• **GIVEN TEXT**
###

Two Women's Sevens rugby players take on COVID-19

Friday April 24, 2020 | LANGFORD

by Mary Brooke ~ West Shore Voice News

For several years, the Mother’s Day weekend in May has been a rugby weekend in Langford, as Canada Women’s Sevens would take to the field with a high-energy home game at Westhills Stadium.

With the COVID-19 pandemic and all (notably no mass gatherings … a killer for the professional sports industry), there is no Canada Women’s Sevens event in Langford this year.

Caroline Crossley, Rugby Canada
Canada Women’s Sevens team member Caroline Crossley. [Rugby Canada’

Meanwhile, players from the Women’s Sevens team have ventured forth to help out during the pandemic. Caroline Crossley and Pam Buisa from the team are the main organizers along with a couple other locals.

Crossley was winner of the Rugby Canada Female Young Player of the Year Award in 2015 and made her HSBC Women’s 7s Series debut in Dubai in 2015 at the age of 17. She scored the first ever Commonwealth Games Women’s Sevens try in April 2018. She was a Pan American Games 2019 Gold Medalist.

Pam Buisa
Canada Women’s Sevens team member Pam Buisa. [Rugby Canada’

Pam Buisa is a Pan American Games 2019 Gold Medalist and Youth Olympic Games 2014 Silver Medalist.

The local community-based initiative is Vancouver Island Steps Up – Community Relief Fund (VISU).  It’s aimed at supporting low-income residents of Vancouver Island who have been affected disproportionately by the COVID-19 crisis.

The goal is to help:

“Our goal is to support those who may have fallen through the cracks of our current standardized government aid programs,” said Crossley in a release this week. 

“One size fits all methods are a good start, but we are not a one size fits all community. Vancouver Island is weathering this storm, but we do not all have the same resources to keep us safe,” says Buisa.

###

• **PROVIDED MATERIAL**
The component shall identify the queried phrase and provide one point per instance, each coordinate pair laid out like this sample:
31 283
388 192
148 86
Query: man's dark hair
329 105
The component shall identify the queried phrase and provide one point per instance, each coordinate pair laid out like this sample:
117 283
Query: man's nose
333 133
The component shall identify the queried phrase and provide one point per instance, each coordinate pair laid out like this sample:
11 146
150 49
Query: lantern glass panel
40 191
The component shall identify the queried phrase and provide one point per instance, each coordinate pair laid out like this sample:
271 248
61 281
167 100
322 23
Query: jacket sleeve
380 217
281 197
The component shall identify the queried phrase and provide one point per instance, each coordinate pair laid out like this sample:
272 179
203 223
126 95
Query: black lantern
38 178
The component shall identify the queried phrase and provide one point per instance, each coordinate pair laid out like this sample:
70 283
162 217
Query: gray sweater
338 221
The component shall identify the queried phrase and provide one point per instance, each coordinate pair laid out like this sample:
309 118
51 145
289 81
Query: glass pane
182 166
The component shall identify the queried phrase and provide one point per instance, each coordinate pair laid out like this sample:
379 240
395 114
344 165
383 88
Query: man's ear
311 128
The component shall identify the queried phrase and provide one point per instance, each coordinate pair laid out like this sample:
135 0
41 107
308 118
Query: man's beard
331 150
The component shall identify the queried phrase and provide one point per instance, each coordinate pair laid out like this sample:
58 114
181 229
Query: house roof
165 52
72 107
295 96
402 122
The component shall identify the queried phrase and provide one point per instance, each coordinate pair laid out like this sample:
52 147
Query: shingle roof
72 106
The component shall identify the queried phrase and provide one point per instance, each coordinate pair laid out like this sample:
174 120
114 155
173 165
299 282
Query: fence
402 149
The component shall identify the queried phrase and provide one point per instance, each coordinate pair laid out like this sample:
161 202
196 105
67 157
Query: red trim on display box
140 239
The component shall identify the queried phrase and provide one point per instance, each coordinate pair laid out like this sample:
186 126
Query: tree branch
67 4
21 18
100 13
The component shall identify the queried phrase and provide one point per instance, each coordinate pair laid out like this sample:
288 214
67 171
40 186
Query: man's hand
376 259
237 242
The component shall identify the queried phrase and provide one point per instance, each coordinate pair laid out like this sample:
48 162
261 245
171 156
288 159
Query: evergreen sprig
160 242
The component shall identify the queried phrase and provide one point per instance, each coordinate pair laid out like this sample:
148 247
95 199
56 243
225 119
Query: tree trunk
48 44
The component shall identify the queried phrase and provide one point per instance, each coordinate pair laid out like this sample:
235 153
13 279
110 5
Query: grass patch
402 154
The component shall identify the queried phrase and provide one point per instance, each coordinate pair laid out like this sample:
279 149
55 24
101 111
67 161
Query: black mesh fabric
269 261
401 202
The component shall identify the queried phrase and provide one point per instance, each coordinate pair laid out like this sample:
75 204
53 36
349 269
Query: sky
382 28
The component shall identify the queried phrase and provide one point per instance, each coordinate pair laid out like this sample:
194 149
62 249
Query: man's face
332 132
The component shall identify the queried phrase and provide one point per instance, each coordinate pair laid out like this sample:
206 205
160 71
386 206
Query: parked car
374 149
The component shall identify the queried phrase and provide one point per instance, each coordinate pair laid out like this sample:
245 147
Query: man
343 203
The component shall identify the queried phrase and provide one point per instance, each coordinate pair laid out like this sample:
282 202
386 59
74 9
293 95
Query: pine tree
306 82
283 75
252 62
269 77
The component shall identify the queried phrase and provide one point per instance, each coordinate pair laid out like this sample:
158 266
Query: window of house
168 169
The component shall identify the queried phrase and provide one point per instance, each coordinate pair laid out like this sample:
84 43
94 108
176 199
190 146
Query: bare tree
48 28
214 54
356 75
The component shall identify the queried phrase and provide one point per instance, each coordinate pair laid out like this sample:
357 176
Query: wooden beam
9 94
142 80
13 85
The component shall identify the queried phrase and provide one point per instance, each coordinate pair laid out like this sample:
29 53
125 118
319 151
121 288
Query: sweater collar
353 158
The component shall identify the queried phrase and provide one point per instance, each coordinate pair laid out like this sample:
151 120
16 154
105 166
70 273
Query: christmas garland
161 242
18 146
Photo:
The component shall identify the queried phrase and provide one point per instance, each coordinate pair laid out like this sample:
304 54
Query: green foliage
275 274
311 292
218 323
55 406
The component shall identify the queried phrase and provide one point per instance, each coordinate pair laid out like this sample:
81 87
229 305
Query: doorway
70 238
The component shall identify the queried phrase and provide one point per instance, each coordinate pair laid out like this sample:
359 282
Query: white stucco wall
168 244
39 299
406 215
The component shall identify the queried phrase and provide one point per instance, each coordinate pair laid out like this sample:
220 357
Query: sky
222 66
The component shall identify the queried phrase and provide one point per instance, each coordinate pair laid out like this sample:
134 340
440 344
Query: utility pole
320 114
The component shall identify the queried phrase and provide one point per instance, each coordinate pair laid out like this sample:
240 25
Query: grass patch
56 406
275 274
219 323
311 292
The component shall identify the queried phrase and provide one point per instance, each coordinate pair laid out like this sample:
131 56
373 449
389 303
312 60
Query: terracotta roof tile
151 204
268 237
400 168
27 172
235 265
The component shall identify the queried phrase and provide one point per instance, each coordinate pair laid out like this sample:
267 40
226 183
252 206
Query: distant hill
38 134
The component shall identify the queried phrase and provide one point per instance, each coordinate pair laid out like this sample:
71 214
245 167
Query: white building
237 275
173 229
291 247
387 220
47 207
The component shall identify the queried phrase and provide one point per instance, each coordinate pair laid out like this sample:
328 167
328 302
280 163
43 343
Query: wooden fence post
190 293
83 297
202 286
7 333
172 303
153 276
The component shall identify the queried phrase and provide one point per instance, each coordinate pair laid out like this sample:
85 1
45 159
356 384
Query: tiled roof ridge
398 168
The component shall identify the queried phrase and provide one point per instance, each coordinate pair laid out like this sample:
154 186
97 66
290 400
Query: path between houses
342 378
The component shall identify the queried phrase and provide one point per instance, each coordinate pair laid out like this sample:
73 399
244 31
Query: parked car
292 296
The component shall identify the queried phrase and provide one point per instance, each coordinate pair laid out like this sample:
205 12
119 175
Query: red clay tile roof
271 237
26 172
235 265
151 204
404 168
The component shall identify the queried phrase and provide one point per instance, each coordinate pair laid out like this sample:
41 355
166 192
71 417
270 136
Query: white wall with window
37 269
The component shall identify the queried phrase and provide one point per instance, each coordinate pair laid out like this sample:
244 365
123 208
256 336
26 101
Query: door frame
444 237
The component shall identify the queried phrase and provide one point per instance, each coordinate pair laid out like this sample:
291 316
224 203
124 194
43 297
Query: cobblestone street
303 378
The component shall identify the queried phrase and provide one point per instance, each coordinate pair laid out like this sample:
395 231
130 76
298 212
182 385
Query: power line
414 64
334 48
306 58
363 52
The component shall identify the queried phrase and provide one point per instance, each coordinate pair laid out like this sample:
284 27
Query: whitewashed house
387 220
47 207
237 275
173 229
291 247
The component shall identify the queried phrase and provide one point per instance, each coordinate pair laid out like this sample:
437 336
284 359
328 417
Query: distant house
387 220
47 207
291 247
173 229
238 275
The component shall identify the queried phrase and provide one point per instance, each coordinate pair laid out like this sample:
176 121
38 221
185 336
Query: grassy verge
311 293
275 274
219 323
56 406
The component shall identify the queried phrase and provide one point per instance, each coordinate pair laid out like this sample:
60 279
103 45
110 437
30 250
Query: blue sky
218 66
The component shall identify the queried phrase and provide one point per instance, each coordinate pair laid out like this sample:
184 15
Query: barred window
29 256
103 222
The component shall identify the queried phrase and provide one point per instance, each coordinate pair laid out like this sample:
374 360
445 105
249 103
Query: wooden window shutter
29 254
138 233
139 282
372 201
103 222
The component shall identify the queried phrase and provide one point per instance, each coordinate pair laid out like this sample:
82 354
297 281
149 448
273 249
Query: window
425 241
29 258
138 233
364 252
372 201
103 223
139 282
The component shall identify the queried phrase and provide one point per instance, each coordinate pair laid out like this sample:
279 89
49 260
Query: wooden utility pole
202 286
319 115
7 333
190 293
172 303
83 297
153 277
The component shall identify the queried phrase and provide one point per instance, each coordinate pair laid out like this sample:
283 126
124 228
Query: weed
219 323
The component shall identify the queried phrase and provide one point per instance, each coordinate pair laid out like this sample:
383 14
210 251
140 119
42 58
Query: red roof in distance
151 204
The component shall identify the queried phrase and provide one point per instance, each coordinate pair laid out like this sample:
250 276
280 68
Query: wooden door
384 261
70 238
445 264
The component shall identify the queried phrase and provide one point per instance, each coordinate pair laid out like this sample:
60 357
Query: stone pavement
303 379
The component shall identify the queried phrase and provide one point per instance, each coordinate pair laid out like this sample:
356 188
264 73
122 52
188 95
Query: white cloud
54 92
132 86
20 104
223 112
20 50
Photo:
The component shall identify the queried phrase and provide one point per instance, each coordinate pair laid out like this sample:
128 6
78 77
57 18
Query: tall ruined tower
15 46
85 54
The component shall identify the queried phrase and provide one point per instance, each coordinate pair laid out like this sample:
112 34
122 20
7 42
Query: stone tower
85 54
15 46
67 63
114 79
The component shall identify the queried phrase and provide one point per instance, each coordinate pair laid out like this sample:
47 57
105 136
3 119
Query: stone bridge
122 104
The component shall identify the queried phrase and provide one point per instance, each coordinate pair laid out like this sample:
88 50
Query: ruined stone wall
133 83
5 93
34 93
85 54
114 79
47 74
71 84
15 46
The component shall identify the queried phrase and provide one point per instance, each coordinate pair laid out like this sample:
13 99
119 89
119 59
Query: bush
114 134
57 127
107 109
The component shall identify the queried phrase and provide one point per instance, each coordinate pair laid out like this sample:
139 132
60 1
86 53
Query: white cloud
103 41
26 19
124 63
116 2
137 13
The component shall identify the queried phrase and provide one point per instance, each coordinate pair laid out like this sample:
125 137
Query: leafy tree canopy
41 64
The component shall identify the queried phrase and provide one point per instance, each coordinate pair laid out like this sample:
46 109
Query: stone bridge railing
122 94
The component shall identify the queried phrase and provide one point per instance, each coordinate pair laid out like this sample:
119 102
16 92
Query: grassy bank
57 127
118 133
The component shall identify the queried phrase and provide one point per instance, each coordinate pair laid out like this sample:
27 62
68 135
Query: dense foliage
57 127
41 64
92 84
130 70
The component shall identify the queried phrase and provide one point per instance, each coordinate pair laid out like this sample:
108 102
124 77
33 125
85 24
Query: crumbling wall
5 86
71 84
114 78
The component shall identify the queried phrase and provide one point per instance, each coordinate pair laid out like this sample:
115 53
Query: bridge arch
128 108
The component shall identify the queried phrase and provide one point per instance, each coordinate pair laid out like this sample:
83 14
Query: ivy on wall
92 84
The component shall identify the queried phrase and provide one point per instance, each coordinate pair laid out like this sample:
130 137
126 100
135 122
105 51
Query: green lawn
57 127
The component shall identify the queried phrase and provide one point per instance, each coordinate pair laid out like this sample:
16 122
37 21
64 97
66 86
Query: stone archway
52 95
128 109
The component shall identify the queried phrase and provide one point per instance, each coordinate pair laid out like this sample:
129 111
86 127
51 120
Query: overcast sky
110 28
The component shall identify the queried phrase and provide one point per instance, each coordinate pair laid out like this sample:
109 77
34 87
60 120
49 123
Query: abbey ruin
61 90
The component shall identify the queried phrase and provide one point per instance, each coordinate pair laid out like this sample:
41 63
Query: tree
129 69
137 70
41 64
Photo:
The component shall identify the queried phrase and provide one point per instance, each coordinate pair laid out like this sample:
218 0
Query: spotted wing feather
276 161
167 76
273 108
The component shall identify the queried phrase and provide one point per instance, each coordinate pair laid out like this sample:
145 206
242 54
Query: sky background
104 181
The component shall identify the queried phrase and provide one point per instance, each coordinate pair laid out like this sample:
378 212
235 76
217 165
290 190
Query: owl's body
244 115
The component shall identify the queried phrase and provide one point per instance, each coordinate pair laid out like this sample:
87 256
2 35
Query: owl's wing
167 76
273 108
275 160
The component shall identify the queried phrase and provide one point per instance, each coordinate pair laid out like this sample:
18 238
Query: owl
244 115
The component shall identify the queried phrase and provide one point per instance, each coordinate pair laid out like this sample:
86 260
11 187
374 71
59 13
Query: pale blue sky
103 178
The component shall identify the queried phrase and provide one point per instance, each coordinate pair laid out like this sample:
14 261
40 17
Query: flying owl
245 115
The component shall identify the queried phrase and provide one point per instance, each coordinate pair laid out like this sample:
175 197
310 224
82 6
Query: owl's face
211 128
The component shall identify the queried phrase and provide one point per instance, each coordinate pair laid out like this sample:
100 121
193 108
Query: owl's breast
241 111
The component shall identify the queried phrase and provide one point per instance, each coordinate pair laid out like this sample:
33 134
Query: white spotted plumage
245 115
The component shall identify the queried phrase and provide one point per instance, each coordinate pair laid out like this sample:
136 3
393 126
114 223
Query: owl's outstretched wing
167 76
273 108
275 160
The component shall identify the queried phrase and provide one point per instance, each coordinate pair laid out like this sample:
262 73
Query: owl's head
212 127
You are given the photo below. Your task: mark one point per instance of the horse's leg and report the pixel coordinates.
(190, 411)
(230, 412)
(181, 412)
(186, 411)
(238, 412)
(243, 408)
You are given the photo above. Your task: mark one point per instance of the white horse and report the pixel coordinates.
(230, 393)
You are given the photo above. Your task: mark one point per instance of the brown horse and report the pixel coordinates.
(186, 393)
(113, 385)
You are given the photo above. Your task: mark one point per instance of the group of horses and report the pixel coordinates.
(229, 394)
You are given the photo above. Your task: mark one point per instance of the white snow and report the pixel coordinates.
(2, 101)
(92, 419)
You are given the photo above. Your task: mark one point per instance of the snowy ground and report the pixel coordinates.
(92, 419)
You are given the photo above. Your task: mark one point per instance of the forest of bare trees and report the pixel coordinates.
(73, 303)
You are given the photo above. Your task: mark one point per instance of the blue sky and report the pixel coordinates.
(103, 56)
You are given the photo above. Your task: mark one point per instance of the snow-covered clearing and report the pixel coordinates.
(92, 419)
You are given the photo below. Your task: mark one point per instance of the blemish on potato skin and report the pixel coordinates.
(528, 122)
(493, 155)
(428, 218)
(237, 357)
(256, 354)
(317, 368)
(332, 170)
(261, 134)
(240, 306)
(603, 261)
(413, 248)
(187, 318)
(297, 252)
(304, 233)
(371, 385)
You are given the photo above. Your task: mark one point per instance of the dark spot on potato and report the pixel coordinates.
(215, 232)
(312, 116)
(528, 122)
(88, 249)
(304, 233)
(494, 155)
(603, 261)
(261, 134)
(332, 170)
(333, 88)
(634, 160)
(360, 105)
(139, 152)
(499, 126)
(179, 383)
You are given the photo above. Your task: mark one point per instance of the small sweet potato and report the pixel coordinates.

###

• **INSTRUCTIONS**
A. Decide whether each statement below agrees with the article about the two rugby players, answering yes or no and quoting the deciding words of the article: (i) Caroline Crossley made her HSBC Women’s 7s Series debut at the age of 17; (ii) Pam Buisa won gold at the 2014 Youth Olympic Games; (iii) the community relief fund is aimed at low-income residents of Vancouver Island.
B. Duplicate the part of the article about the two rugby players that opens with the words containing "Meanwhile, players from" and closes with "2014 Silver Medalist.".
C. Go on with the article about the two rugby players from the point where it stops.

• **TASK ANSWERS**
A.
(i) Yes: "made her HSBC Women’s 7s Series debut in Dubai in 2015 at the age of 17"
(ii) No: "Youth Olympic Games 2014 Silver Medalist"
(iii) Yes: "It’s aimed at supporting low-income residents of Vancouver Island"

B.
Meanwhile, players from the Women’s Sevens team have ventured forth to help out during the pandemic. Caroline Crossley and Pam Buisa from the team are the main organizers along with a couple other locals.

Crossley was winner of the Rugby Canada Female Young Player of the Year Award in 2015 and made her HSBC Women’s 7s Series debut in Dubai in 2015 at the age of 17. She scored the first ever Commonwealth Games Women’s Sevens try in April 2018. She was a Pan American Games 2019 Gold Medalist.

Pam Buisa
Canada Women’s Sevens team member Pam Buisa. [Rugby Canada’

Pam Buisa is a Pan American Games 2019 Gold Medalist and Youth Olympic Games 2014 Silver Medalist.

C.
To activate their initiative, they’ve set up a website and a GoFundMe page with a goal of raising $15,000. So far in six days they’ve raised $5,930 through 105 donors. One donation of $600 near the start helped kick things off, with most donations so far in the range of $20 to $150.

“We will do our best to use intersectional needs based assessment to distribute the funds,” says Crossley. There is an online application process that collects location, current financial situation and access to current social programs. They do not appear to be affiliated with established non-profit organizations.

“Not everybody who applies for the fund will be able to receive support,” says south Vancouver Island community activist Emily Percival-Patterson, who appears in the video on the Vancouver Island Steps Up – Community Relief Fund (VISU) webpage.

Assessing needs and distributing funds:

The group’s own panel will assess needs, and distribute funds by e-transfer. They will publish regular anonymized reports itemizing the types and amounts of support made available to recipients.

“We will be reviewing the first round of applications from Friday May 1st at 11:59 pm PST onwards,” said Crossley today. “Applicants who will be receiving funds can expect to receive an e-transfer by May 8, 2020,” she says.